Page text:
So high at last the contest rose,

From words they next proceed to blows,

When luckily came by a third.

This third was the astonished Mr. Lawrence, who had been below stairs, and knew nothing of the dispute and fracas; but hearing a scuffle in his painting-room, he ran up stairs, and to his surprise, saw the two infuriated combatants, and the portrait, the innocent cause of the battle, knocked off the easel upon the floor.

Having parted "the friends," Lawrence learnt the source of their quarrel. He bore the explanation with great equanimity, and reconciled the parties; nor would he suffer them to leave till they shook hands, embraced, and, probably, hated each other most cordially ever after.

THE TWO SATANS.

In 1794, there had been for some time much gossip in the studios about Lawrence's engagement upon a grand poetic work, which his private friends were admitted to see, during its progress. They fondly talked of the grandeur of the outlines, the magnificent colouring, and sublime sentiment of the picture till their eulogy knew no bounds. The secret of the subject, was, however, preserved intact till the Exhibition of 1797, when the Catalogue revealed: "170. Satan calling his Legions. T. Lawrence, R.A." This was high game for Anthony Pasquin, and at it he flew, and applied to the painter's rash attempt in this path of sublimity, Pope's stinging line

"For fools rush in where angels fear to tread."

What the task requires:
Answer these from the passage about Lawrence:
1. Where had Mr. Lawrence been when he heard the scuffle in his painting-room?
2. What did he see knocked off the easel onto the floor?
3. In which year's Exhibition did the Catalogue reveal the subject of his grand poetic work?

Collected data:
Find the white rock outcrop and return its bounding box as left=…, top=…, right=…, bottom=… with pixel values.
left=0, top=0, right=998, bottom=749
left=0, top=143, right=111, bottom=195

Final answer:
1. Below stairs.
2. The portrait.
3. 1797.